**QUESTIONS ON THE MATERIAL:**
a) Return the part of the Multikine report excerpt that runs between "All the Company’s" and "Company’s capital requirements.", inclusive, copied word for word.
b) According to the Multikine report excerpt, what does the acronym LEAPS stand for?

**DOCUMENT SEGMENT:**
Multikine (Leukocyte Interleukin, Injection) is the full name of this investigational therapy, which, for simplicity, is referred to in this report as Multikine. Multikine is the trademark that the Company has registered for this investigational therapy, and this proprietary name is subject to FDA review under the Company’s future anticipated regulatory submission for approval. Multikine has not been licensed or approved by the FDA or any other regulatory agency. Neither has its safety or efficacy been established for any use.
The Company also owns and is developing a pre-clinical technology called LEAPS (Ligand Epitope Antigen Presentation System).
All the Company’s projects are under development. Consequently, the Company cannot predict when it will be able to generate any revenue from the sale of any of its products.
Since inception, the Company has financed its operations through the sale of equity securities, convertible notes, loans and certain research grants. The Company’s expenses will continue to exceed its revenues as it continues the development of Multikine and brings other drug candidates into clinical trials. Until the Company becomes profitable, any of these financing vehicles or others may be utilized to assist in funding the Company’s capital requirements.
Capital raised by the Company has been expended primarily for patent applications, research and development, administrative costs, the construction of the Company’s manufacturing and laboratory facilities and the Company’s Phase 3 clinical trial. The Company does not anticipate realizing significant revenues until entering into licensing arrangements for its technology and know-how or until it receives regulatory approval to sell its products (which could take several years). Thus, the Company has been dependent upon the proceeds from the sale of its securities to meet all its liquidity and capital requirements and anticipates having to do so in the future.

**ENTRIES SUPPLIED:**
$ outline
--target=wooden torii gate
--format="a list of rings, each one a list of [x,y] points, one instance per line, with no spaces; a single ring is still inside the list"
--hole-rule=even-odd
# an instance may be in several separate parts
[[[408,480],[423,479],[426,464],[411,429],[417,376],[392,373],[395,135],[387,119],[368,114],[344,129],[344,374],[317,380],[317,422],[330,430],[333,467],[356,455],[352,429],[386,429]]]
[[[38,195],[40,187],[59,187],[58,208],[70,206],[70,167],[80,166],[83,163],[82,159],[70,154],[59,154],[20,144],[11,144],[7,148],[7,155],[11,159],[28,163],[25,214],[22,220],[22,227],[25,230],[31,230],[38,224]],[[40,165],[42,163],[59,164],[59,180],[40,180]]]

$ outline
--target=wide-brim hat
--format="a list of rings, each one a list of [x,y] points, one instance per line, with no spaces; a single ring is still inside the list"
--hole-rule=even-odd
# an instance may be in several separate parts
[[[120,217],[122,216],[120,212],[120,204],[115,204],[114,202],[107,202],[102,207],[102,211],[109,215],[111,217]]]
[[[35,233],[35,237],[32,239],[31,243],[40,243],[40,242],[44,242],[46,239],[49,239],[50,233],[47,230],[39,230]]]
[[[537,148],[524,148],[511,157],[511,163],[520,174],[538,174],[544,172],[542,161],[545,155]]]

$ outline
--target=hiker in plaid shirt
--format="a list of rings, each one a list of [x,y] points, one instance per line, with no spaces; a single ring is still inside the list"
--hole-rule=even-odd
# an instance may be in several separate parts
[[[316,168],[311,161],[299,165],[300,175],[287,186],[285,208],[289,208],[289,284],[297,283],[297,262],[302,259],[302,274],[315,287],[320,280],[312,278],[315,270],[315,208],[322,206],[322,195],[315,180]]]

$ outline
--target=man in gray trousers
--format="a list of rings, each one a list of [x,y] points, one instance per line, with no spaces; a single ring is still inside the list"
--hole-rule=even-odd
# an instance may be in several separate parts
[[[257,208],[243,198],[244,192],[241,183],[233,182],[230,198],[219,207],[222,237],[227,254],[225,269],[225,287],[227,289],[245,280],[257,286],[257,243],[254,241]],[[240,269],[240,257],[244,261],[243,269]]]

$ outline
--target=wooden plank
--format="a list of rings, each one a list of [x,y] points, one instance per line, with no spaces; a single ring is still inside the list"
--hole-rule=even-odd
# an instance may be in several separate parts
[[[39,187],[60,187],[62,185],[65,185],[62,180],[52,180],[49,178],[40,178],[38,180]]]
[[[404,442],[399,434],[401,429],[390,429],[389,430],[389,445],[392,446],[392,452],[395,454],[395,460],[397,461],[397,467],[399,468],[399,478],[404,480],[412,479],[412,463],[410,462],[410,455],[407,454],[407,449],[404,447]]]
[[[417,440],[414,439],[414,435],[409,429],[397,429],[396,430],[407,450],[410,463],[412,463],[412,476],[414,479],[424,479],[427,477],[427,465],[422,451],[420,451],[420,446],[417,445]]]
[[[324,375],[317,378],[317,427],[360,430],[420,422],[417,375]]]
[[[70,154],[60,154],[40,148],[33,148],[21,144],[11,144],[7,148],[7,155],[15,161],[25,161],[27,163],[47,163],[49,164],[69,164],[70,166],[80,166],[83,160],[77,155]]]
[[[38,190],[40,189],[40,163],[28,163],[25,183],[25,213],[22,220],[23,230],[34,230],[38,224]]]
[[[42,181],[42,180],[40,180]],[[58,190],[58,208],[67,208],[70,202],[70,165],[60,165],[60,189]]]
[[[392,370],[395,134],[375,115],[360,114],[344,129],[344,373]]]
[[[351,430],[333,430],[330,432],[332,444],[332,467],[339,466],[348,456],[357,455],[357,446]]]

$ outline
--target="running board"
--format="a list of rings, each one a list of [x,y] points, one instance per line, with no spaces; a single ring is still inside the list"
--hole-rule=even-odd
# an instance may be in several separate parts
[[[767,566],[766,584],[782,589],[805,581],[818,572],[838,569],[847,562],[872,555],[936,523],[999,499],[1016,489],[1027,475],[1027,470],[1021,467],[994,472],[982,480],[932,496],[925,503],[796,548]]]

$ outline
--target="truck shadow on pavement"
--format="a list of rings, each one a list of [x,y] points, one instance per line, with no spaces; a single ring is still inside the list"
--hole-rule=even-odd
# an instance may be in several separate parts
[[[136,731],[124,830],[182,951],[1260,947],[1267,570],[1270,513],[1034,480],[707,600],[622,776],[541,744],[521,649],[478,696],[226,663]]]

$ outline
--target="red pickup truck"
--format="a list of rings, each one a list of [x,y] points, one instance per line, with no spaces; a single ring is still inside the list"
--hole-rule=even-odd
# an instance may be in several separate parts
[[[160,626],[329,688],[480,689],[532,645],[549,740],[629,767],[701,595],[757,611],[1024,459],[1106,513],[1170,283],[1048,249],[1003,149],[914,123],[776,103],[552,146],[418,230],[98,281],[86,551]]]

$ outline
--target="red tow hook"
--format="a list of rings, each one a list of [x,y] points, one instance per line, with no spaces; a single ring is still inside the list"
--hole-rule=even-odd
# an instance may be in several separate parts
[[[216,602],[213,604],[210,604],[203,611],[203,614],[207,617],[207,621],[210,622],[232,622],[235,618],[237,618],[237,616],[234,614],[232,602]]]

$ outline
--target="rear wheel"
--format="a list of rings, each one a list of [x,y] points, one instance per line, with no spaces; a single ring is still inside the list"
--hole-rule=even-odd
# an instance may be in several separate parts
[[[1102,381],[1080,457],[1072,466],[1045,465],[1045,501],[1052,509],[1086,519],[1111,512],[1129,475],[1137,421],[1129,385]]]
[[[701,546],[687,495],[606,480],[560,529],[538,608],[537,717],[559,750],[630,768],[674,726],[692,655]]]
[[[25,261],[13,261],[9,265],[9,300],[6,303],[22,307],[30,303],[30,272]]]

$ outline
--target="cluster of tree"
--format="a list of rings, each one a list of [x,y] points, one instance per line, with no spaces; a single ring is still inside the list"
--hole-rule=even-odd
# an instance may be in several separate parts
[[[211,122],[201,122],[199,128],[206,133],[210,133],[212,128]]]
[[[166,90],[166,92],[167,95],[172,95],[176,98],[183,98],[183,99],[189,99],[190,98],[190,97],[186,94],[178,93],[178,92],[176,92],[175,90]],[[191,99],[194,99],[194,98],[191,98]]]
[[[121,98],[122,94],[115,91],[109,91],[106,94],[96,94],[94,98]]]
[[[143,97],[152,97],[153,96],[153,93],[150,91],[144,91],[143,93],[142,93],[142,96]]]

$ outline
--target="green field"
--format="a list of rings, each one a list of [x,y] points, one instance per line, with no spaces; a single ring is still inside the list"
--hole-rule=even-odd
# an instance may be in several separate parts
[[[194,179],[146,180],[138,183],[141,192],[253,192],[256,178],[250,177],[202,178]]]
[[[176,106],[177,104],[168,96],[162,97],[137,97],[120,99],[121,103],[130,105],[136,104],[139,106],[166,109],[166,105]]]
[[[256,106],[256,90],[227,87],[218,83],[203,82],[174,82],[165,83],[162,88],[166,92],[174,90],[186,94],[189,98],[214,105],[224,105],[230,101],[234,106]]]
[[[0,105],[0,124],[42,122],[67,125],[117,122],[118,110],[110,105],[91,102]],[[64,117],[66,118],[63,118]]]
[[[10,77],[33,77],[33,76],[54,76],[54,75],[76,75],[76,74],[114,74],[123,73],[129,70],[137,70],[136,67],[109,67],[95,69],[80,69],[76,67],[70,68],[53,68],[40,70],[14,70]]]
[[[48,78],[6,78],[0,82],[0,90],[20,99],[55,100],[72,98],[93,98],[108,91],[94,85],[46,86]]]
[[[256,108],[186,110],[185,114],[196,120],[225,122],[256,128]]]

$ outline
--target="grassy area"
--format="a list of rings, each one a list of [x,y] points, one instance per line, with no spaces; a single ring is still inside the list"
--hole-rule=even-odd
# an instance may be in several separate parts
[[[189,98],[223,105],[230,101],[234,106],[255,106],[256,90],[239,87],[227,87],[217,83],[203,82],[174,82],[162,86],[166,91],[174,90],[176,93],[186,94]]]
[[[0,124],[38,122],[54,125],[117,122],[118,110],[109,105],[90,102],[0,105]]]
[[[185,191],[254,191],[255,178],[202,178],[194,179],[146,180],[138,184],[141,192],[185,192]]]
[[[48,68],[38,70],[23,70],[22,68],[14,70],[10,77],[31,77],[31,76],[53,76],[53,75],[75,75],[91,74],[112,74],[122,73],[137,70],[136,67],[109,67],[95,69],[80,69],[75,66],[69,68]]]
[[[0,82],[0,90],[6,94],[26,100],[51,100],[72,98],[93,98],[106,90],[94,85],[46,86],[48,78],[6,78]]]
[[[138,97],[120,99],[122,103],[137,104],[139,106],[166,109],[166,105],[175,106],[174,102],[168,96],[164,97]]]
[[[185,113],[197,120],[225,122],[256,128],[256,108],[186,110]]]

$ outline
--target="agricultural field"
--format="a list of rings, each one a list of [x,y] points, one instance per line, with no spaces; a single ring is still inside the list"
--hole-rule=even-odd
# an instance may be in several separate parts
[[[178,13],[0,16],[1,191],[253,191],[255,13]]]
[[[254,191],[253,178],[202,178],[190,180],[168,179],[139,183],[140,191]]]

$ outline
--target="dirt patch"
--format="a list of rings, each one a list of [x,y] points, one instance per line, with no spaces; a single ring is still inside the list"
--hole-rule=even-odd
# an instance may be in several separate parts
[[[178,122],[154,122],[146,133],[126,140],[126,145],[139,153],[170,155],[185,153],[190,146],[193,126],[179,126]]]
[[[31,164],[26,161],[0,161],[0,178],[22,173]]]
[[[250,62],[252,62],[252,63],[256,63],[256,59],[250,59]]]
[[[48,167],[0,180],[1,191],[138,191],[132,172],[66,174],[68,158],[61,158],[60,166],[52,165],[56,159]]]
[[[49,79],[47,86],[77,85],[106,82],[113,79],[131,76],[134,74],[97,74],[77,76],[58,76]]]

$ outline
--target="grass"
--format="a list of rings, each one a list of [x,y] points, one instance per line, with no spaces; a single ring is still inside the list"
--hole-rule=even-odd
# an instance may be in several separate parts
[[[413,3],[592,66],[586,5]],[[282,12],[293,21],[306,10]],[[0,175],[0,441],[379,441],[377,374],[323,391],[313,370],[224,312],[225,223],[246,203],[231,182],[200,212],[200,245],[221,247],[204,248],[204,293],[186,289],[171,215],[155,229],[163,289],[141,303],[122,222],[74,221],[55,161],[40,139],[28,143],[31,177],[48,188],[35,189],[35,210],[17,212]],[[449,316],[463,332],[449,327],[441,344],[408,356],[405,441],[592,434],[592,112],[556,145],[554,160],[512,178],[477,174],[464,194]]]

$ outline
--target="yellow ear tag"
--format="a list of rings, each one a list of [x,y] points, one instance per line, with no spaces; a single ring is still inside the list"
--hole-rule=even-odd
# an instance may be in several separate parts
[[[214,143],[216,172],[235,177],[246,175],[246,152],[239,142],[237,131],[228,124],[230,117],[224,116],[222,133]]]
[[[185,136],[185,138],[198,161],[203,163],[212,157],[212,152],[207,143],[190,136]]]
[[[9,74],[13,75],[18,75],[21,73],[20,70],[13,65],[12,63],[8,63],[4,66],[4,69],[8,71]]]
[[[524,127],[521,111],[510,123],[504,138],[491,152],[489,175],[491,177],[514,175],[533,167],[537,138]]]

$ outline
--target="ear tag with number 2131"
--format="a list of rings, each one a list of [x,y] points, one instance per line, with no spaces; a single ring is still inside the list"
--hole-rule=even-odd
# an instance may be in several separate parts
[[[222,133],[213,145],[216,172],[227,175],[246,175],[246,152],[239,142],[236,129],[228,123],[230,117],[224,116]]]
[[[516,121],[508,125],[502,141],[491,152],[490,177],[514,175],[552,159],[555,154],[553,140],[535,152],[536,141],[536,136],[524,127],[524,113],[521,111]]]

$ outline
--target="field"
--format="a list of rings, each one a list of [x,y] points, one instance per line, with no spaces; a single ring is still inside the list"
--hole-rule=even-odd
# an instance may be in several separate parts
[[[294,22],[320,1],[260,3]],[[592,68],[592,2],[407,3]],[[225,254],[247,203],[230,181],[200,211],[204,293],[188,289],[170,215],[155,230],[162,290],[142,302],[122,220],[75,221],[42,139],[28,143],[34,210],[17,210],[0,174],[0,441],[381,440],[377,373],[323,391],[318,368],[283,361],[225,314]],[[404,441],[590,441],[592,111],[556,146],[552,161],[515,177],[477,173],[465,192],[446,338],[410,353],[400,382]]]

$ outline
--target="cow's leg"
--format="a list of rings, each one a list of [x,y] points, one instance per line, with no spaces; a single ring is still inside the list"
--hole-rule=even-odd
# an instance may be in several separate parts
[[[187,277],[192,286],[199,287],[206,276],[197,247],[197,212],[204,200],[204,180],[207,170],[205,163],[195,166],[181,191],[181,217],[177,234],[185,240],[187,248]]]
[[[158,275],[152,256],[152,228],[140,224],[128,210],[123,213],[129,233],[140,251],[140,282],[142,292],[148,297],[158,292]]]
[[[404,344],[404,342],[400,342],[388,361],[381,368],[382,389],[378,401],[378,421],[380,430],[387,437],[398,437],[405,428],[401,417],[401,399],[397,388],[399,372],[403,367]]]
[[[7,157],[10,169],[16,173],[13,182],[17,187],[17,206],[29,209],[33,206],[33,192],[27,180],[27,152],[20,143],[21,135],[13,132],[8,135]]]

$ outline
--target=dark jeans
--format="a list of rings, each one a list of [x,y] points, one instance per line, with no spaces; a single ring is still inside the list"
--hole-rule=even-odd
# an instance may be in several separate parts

**TASK ANSWERS:**
a)
All the Company’s projects are under development. Consequently, the Company cannot predict when it will be able to generate any revenue from the sale of any of its products.
Since inception, the Company has financed its operations through the sale of equity securities, convertible notes, loans and certain research grants. The Company’s expenses will continue to exceed its revenues as it continues the development of Multikine and brings other drug candidates into clinical trials. Until the Company becomes profitable, any of these financing vehicles or others may be utilized to assist in funding the Company’s capital requirements.

b) Ligand Epitope Antigen Presentation System.